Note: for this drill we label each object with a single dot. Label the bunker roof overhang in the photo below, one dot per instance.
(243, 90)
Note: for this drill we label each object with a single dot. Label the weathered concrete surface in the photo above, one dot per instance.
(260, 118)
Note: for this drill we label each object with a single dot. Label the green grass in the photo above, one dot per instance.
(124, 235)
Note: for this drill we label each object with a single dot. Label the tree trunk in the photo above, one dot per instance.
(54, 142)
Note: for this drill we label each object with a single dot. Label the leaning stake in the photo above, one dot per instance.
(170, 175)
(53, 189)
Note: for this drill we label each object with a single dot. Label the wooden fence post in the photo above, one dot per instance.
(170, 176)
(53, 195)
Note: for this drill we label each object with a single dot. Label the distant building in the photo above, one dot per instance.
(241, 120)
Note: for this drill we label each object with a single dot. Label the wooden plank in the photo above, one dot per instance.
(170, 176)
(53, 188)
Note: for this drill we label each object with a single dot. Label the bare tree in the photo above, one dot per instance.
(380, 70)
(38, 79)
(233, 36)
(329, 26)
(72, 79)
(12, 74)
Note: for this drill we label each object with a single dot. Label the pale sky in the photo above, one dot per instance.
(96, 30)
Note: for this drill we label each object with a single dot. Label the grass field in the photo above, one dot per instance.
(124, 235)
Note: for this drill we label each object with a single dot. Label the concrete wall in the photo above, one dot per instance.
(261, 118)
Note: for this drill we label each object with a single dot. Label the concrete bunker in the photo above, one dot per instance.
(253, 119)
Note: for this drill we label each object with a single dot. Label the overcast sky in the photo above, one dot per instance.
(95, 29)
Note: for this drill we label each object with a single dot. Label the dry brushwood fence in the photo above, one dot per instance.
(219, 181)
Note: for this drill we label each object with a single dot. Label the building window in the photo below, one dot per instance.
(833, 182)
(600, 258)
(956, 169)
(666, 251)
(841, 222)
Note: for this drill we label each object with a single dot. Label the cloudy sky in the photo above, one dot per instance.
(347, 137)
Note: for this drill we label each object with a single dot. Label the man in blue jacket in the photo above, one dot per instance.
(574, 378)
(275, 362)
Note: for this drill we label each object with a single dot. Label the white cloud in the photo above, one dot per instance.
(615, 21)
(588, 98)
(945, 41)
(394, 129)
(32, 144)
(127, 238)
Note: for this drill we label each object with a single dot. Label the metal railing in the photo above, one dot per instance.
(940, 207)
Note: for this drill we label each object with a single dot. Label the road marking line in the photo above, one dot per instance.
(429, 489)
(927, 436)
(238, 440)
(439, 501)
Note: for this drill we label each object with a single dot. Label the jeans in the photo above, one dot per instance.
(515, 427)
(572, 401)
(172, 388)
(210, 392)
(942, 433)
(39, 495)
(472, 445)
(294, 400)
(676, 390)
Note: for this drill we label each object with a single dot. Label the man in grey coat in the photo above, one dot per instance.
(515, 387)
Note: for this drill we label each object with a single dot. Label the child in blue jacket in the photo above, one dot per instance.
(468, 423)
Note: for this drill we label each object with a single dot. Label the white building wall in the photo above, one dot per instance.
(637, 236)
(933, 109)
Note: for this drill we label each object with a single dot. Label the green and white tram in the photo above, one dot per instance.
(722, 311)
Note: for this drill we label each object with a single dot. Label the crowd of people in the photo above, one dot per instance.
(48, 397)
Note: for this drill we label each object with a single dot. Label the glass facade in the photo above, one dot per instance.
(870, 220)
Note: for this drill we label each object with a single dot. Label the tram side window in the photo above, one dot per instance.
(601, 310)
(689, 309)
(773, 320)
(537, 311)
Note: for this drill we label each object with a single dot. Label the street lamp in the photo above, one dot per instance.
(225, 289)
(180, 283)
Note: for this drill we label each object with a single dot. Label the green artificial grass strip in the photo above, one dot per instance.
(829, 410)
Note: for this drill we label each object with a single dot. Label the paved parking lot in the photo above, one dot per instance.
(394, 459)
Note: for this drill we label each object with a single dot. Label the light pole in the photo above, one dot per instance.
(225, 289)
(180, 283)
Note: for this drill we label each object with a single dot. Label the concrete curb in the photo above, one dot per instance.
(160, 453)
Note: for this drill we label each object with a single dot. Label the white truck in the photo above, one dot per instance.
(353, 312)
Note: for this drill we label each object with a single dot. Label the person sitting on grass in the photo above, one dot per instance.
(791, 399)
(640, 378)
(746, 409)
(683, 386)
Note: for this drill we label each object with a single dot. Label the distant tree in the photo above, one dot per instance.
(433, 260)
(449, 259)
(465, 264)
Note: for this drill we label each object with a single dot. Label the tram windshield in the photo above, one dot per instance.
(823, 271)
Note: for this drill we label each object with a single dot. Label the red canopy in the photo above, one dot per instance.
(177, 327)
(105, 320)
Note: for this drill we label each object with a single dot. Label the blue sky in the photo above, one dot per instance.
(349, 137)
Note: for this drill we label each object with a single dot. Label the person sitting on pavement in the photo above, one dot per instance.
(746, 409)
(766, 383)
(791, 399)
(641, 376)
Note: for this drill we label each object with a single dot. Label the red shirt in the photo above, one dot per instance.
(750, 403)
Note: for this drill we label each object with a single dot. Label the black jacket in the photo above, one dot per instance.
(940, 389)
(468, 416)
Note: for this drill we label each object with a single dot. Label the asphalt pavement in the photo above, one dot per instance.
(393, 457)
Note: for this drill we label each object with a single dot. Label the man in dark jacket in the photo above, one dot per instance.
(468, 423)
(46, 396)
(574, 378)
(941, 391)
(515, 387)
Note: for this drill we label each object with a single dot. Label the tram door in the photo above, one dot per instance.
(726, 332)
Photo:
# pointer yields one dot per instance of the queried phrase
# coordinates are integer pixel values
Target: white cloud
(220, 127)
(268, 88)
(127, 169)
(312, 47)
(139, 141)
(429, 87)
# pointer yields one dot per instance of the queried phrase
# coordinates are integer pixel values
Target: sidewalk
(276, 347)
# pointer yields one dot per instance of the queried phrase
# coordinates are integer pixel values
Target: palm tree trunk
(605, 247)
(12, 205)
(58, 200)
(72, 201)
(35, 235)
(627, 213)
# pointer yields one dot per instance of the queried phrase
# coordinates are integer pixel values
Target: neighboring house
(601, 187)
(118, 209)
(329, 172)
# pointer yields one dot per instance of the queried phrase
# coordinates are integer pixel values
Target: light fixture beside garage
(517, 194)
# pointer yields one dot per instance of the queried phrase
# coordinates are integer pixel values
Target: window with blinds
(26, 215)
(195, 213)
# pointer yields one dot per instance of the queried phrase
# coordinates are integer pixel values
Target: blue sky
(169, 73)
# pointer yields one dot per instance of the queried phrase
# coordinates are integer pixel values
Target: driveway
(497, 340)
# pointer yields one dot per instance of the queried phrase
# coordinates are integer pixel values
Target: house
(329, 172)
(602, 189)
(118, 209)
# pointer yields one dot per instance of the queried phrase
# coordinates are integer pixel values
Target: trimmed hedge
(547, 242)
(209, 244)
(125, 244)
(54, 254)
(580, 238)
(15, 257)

* **WORK TASK**: Word for word, transcribe each record.

* **TASK ANSWER**:
Note: for this drill we label each object with a single dot. Label the bunker roof overhang in the photo below, one dot per instance.
(243, 90)
Note: for this drill we label each object with a single dot. Label the weathered concrete surface in the photo above, one dot per instance.
(260, 118)
Note: for this drill we label each object with a single dot. Label the green grass in the photo above, one dot per instance.
(124, 235)
Note: for this drill we label each object with a single dot. Label the tree trunk in the photo above, one dot per instance.
(54, 142)
Note: for this drill we label each object with a single dot. Label the leaning stake in the photo above, one dot per instance.
(170, 175)
(53, 189)
Note: for this drill we label each object with a single dot. Label the wooden fence post in the photo above, one dot per instance.
(170, 176)
(53, 195)
Note: for this drill we label each object with a single dot. Label the distant building in the photo above, one dot per instance.
(241, 120)
Note: for this drill we label each object with a single dot. Label the wooden plank in the photo above, one dot per instance.
(170, 176)
(53, 188)
Note: for this drill we label each object with a single dot. Label the bare tree in the photo above, one dot per instance.
(380, 70)
(38, 79)
(233, 36)
(329, 26)
(72, 79)
(12, 74)
Note: for this drill we label each object with a single dot. Label the pale sky in the photo above, one dot per instance.
(96, 30)
Note: for this drill we label each object with a single dot. Label the grass field in the photo above, one dot per instance.
(124, 235)
Note: for this drill we label each object with a single dot. Label the concrete wall in the photo above, one dot per instance.
(261, 118)
Note: for this drill we label each object with a single dot. Label the concrete bunker in the photo above, one dot per instance.
(253, 119)
Note: for this drill we label each object with a single dot. Label the overcast sky in the photo above, one dot per instance.
(95, 29)
Note: for this drill we label each object with a single dot. Label the dry brushwood fence in the photo above, one dot per instance.
(219, 181)
Note: for this drill we label each object with a single dot. Label the building window in the photo below, one dot per instance.
(833, 182)
(600, 258)
(956, 169)
(666, 251)
(841, 222)
Note: for this drill we label each object with a single dot. Label the cloudy sky in the photo above, one dot per instance.
(347, 137)
Note: for this drill we label each object with a single dot. Label the man in blue jacket in the photo above, one dot per instance.
(574, 378)
(275, 362)
Note: for this drill we label each object with a single dot. Label the white cloud in the photo above, one dot per instance.
(615, 21)
(588, 98)
(945, 41)
(394, 129)
(32, 144)
(127, 238)
Note: for this drill we label each object with a single dot. Label the metal railing in the photo above, one dot per instance.
(940, 207)
Note: for this drill we label each object with a single dot. Label the road marking line in the photo above, one dot per instance.
(429, 489)
(927, 436)
(238, 440)
(439, 501)
Note: for this drill we label each object with a single dot. Label the jeans in the photo above, one dot per instance.
(515, 427)
(572, 401)
(172, 388)
(210, 392)
(942, 433)
(39, 495)
(472, 445)
(294, 400)
(676, 390)
Note: for this drill we label each object with a single dot. Label the man in grey coat in the photo above, one dot per instance.
(515, 387)
Note: for this drill we label each object with a single dot. Label the child in blue jacket in the photo above, one dot per instance.
(468, 423)
Note: for this drill we label each object with a single dot. Label the white building wall in the photo above, one dot per instance.
(637, 236)
(933, 109)
Note: for this drill we label each object with a single dot. Label the green and white tram in the photo above, one dot per instance.
(722, 311)
Note: for this drill we label each object with a single dot. Label the crowd of people in the photo above, one dot per instance.
(48, 397)
Note: for this drill we label each object with a single dot. Label the glass facade in the photo above, one dot per instance.
(870, 220)
Note: for this drill we label each object with a single dot. Label the tram side window in the photo above, one dot per instance.
(601, 310)
(689, 309)
(773, 320)
(537, 311)
Note: for this drill we label each object with a single dot. Label the street lamp in the photo above, one dot per instance.
(225, 289)
(180, 283)
Note: for this drill we label each object with a single dot. Label the green artificial grass strip in the photo above, one dot per instance.
(829, 410)
Note: for this drill we label each object with a single dot. Label the paved parking lot in the photo above, one dot per instance.
(394, 459)
Note: for this drill we label each object with a single dot. Label the light pole in the photo above, one dot per instance.
(225, 289)
(180, 283)
Note: for this drill we label each object with a single dot. Label the concrete curb in the photo above, one dot per instance.
(160, 453)
Note: for this drill we label each object with a single dot. Label the white truck in the photo above, one dot per instance.
(353, 312)
Note: for this drill we label each object with a single dot. Label the person sitting on grass in the photo above, one dot per instance.
(791, 399)
(640, 378)
(746, 409)
(683, 386)
Note: for this drill we label each object with a single dot. Label the distant tree in the photo above, one dot per instance.
(433, 260)
(449, 259)
(465, 264)
Note: for this drill we label each object with a single dot. Label the tram windshield in the photo above, one dot per instance.
(823, 271)
Note: for this drill we label each object with a single dot. Label the red canopy in the photo above, one dot per instance.
(177, 327)
(105, 320)
Note: for this drill we label each object with a single dot. Label the blue sky in the photo above, one dot per instance.
(349, 137)
Note: for this drill we label each object with a single dot. Label the person sitting on pavement in the photo above, one dot per instance.
(746, 409)
(766, 383)
(791, 399)
(641, 376)
Note: for this drill we label each object with a single dot. Label the red shirt in the photo above, one dot per instance.
(750, 403)
Note: for this drill we label each object with a single dot. Label the black jacket in the photo above, one dot per instance.
(940, 389)
(468, 416)
Note: for this drill we label each object with a single dot. Label the asphalt pavement in the photo above, one dot per instance.
(393, 457)
Note: for this drill we label each object with a single dot. Label the man in dark jacket in the photo above, one dot per instance.
(468, 423)
(46, 396)
(574, 378)
(941, 391)
(515, 387)
Note: for this drill we label each object with a single dot. Label the tram door in the photo above, one dot per instance.
(726, 332)
Photo:
# pointer yields one dot per instance of the queried phrase
# coordinates are integer pixel values
Target: white cloud
(220, 127)
(268, 88)
(127, 169)
(312, 47)
(139, 141)
(429, 87)
# pointer yields one dot per instance of the queried phrase
# coordinates are integer pixel values
Target: sidewalk
(276, 347)
# pointer yields one dot per instance of the queried phrase
# coordinates are integer pixel values
Target: palm tree trunk
(605, 247)
(12, 205)
(58, 200)
(72, 201)
(35, 235)
(627, 213)
# pointer yields one dot per instance of the queried phrase
# coordinates are integer pixel values
Target: neighboring house
(601, 187)
(118, 209)
(329, 172)
# pointer yields one dot per instance of the queried phrase
# coordinates are integer pixel values
Target: light fixture beside garage
(517, 194)
# pointer yields one dot per instance of the queried phrase
# coordinates are integer pixel values
Target: window with blinds
(26, 215)
(195, 213)
# pointer yields one dot per instance of the queried phrase
# coordinates are integer pixel values
Target: blue sky
(169, 73)
# pointer yields one dot per instance of the queried phrase
# coordinates are integer pixel values
Target: driveway
(497, 340)
# pointer yields one dot per instance of the queried phrase
# coordinates are integer pixel values
Target: house
(329, 172)
(602, 189)
(118, 209)
# pointer yields one dot per instance of the queried phrase
# coordinates are integer pixel values
Target: trimmed hedge
(547, 242)
(209, 244)
(125, 244)
(54, 254)
(580, 238)
(15, 257)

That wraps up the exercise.